The answer should contain each record below, repeated exactly.

____________________

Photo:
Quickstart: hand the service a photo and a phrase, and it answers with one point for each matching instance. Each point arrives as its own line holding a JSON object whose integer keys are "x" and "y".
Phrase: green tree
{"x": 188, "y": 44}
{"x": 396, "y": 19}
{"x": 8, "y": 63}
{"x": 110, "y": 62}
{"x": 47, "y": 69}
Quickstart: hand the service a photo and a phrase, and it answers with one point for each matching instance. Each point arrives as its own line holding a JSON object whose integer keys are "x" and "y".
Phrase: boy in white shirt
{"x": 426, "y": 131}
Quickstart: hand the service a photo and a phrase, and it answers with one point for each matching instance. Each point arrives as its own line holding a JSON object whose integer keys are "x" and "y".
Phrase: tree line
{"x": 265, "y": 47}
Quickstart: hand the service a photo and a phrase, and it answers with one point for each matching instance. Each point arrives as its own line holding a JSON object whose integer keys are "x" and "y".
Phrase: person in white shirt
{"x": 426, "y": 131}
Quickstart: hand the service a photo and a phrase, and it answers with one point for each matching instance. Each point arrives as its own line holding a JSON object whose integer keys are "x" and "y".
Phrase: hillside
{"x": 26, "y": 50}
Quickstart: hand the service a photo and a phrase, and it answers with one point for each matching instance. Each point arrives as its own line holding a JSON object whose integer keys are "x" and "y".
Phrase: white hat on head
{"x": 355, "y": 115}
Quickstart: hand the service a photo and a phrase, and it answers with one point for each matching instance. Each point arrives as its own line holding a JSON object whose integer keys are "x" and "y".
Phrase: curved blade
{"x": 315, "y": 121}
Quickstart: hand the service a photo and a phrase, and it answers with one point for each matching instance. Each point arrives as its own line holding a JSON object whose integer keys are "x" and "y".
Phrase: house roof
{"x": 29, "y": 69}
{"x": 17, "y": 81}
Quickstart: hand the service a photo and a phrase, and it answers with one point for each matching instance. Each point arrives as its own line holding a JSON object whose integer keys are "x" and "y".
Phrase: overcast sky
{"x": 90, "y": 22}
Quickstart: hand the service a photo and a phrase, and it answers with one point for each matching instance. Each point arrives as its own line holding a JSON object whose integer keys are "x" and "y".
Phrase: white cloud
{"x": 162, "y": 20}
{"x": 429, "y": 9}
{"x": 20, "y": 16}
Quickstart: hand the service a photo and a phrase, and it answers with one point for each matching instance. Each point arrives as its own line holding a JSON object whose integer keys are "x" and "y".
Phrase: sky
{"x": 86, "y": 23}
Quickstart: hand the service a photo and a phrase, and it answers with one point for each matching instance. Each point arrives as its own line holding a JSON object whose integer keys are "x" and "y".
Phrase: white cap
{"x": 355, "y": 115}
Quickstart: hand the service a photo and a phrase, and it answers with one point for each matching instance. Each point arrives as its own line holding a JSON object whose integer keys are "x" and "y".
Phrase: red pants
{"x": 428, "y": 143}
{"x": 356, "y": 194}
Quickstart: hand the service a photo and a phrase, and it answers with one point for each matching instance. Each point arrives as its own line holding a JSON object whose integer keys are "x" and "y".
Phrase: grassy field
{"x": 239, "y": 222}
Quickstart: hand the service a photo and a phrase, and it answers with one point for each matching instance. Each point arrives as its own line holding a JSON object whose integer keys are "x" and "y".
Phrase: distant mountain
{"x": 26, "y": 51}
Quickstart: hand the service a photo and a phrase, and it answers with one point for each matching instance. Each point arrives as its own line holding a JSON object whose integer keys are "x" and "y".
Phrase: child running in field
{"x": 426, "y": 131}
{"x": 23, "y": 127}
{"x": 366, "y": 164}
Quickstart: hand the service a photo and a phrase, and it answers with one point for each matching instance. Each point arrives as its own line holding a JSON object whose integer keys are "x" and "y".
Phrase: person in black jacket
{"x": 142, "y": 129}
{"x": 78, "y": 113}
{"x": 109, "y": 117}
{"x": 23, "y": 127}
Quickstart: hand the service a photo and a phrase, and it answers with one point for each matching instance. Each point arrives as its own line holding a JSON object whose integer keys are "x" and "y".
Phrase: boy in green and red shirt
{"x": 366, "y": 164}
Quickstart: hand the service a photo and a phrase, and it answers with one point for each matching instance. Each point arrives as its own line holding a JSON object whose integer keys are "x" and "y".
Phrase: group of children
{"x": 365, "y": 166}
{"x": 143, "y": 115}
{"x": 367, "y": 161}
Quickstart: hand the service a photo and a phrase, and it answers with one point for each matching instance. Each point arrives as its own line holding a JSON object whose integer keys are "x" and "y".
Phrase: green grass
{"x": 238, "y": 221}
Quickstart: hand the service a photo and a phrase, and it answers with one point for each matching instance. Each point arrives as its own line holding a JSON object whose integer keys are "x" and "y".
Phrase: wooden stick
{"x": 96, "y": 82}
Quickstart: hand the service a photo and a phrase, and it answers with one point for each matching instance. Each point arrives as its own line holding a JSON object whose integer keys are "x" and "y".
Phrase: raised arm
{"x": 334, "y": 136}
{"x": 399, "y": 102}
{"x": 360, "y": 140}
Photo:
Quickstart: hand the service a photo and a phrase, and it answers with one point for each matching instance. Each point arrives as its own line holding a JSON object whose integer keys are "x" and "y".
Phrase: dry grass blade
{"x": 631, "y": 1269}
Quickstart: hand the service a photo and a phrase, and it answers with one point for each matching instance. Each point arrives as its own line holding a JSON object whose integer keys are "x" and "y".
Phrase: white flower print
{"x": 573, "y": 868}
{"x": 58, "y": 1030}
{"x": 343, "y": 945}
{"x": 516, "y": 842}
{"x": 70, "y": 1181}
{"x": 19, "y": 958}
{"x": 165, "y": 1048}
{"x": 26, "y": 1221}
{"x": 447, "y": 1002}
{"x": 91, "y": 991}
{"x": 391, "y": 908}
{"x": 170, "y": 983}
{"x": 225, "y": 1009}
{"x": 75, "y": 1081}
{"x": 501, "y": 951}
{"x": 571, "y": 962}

____________________

- Answer below
Photo:
Quickstart: hand the service a photo and a phrase, and it answers with one point for each matching instance. Each point arrives as its own line holding a JSON object whose integer keys are "x" and "y".
Phrase: green tree
{"x": 188, "y": 44}
{"x": 396, "y": 19}
{"x": 8, "y": 63}
{"x": 110, "y": 62}
{"x": 47, "y": 69}
Quickstart: hand the service a photo and a phrase, and it answers with one point for each matching instance. Each point arrives as its own line holding a JSON object whose integer keys are "x" and "y".
Phrase: boy in white shirt
{"x": 426, "y": 131}
Quickstart: hand the service a photo and a phrase, and it answers with one point for each matching instance. Each point arrives as its own line holding a JSON object whose integer keys are "x" and "y".
Phrase: tree line
{"x": 265, "y": 47}
Quickstart: hand the service a photo and a phrase, and it answers with one point for each matching instance. Each point arrives as its own line holding a JSON object whose integer keys are "x" and "y".
Phrase: person in white shirt
{"x": 426, "y": 131}
Quickstart: hand the service a photo and a phrase, and it answers with one point for each matching instance. Each point arrives as its own line holding a JSON object whose integer keys are "x" and "y".
Phrase: hillside
{"x": 26, "y": 50}
Quickstart: hand the service a photo and a phrase, and it answers with one point for each matching instance. Each point arrives as its own line holding a JSON object whose integer keys are "x" and "y".
Phrase: white hat on head
{"x": 355, "y": 115}
Quickstart: hand the service a photo and a phrase, and it answers with one point for each matching instance. Each point arrives as its own line holding a JSON object whose integer keys are "x" and "y".
Phrase: curved blade
{"x": 315, "y": 121}
Quickstart: hand the service a photo and a phrase, and it answers with one point for each matching instance. Each point arrives as its own line holding a JSON object whose integer keys are "x" and "y".
Phrase: house roof
{"x": 29, "y": 69}
{"x": 17, "y": 81}
Quickstart: hand the service a photo and a phrase, and it answers with one point for each matching instance. Each point arrives as its own line holding a JSON object whose integer keys are "x" and "y".
Phrase: overcast sky
{"x": 90, "y": 22}
Quickstart: hand the service a photo and a phrase, and it answers with one point for each matching instance. Each point arrives as its own line holding a JSON object whose integer keys are "x" and "y".
Phrase: white cloud
{"x": 162, "y": 20}
{"x": 429, "y": 9}
{"x": 20, "y": 16}
Quickstart: hand the service a photo and a phrase, and it answers with one point for each matching instance. Each point arrives as its own line holding a JSON object whose integer keys are "x" and "y".
Phrase: sky
{"x": 86, "y": 23}
Quickstart: hand the service a photo and a phrase, and it answers with one point for each matching instance. Each point arrives as its own line holding a JSON object whose integer keys are "x" and "y".
Phrase: white cap
{"x": 355, "y": 115}
Quickstart: hand the service a photo and a phrase, and it answers with one point for each matching instance. Each point arrives as its own line holding a JSON object whose integer keys are "x" and "y".
Phrase: red pants
{"x": 428, "y": 143}
{"x": 356, "y": 194}
Quickstart: hand the service a photo and a phrase, and it answers with one point for each matching instance. Each point arrives as its own line holding a JSON object whose integer keys are "x" and "y".
Phrase: grassy field
{"x": 239, "y": 222}
Quickstart: hand the service a photo and a phrase, and it answers with one point for each matching instance. Each point arrives as its own line holding a JSON object whose integer keys are "x" and "y".
Phrase: distant mountain
{"x": 26, "y": 51}
Quickstart: hand the service a photo and a phrase, and it answers with one point for each matching instance. Each point arrives as its own line holding a JSON object whose integer keys are "x" and "y".
Phrase: child running in field
{"x": 426, "y": 131}
{"x": 23, "y": 127}
{"x": 366, "y": 164}
Quickstart: hand the service a photo and a phrase, and it answers with one point for each matching instance. Each point arrives as its own line holding a JSON object whose integer keys are "x" and "y".
Phrase: person in black jacket
{"x": 142, "y": 129}
{"x": 78, "y": 113}
{"x": 109, "y": 117}
{"x": 23, "y": 127}
Quickstart: hand the service a photo and a phrase, and it answers with one point for each matching instance. Each point arrives as its own line holding a JSON object whose integer keys are "x" and "y".
Phrase: boy in green and red shirt
{"x": 366, "y": 164}
Quickstart: hand the service a photo and a phrase, and it answers with one point for each matching instance. Each point arrives as its own line holding a JSON object whose integer keys are "x" and "y".
Phrase: group of children
{"x": 365, "y": 166}
{"x": 143, "y": 115}
{"x": 367, "y": 161}
Quickstart: hand the service a photo and a phrase, and it answers with one point for each matching instance. Each point arrives as its own line holding a JSON object whose integer keys are "x" and "y".
Phrase: green grass
{"x": 238, "y": 221}
Quickstart: hand the service a photo and a phrase, and it answers with one point for each matching instance. Each point arrives as its own line holding a JSON object whose integer keys are "x" and "y".
Phrase: wooden stick
{"x": 96, "y": 82}
Quickstart: hand the service a photo and a phrase, and it answers with one point for each matching instance. Each point arrives as its own line holding a JSON object whose integer keys are "x" and "y".
Phrase: raised arm
{"x": 334, "y": 136}
{"x": 399, "y": 102}
{"x": 360, "y": 140}
Photo:
Quickstart: hand the service a photo and a phrase, and it answers with one point for each matching instance. Each point arrives as its own line holding a JSON object whose integer keys are "x" and "y".
Phrase: dry grass blade
{"x": 631, "y": 1269}
Quickstart: hand the service a photo and a phrase, and it answers with one point for each matching instance. Each point arrives as its own line holding a JSON object whose integer keys are "x" and "y".
Phrase: white flower print
{"x": 573, "y": 868}
{"x": 58, "y": 1030}
{"x": 343, "y": 945}
{"x": 516, "y": 842}
{"x": 70, "y": 1181}
{"x": 19, "y": 958}
{"x": 165, "y": 1048}
{"x": 26, "y": 1221}
{"x": 447, "y": 1002}
{"x": 91, "y": 991}
{"x": 391, "y": 908}
{"x": 170, "y": 983}
{"x": 225, "y": 1009}
{"x": 75, "y": 1081}
{"x": 501, "y": 951}
{"x": 571, "y": 962}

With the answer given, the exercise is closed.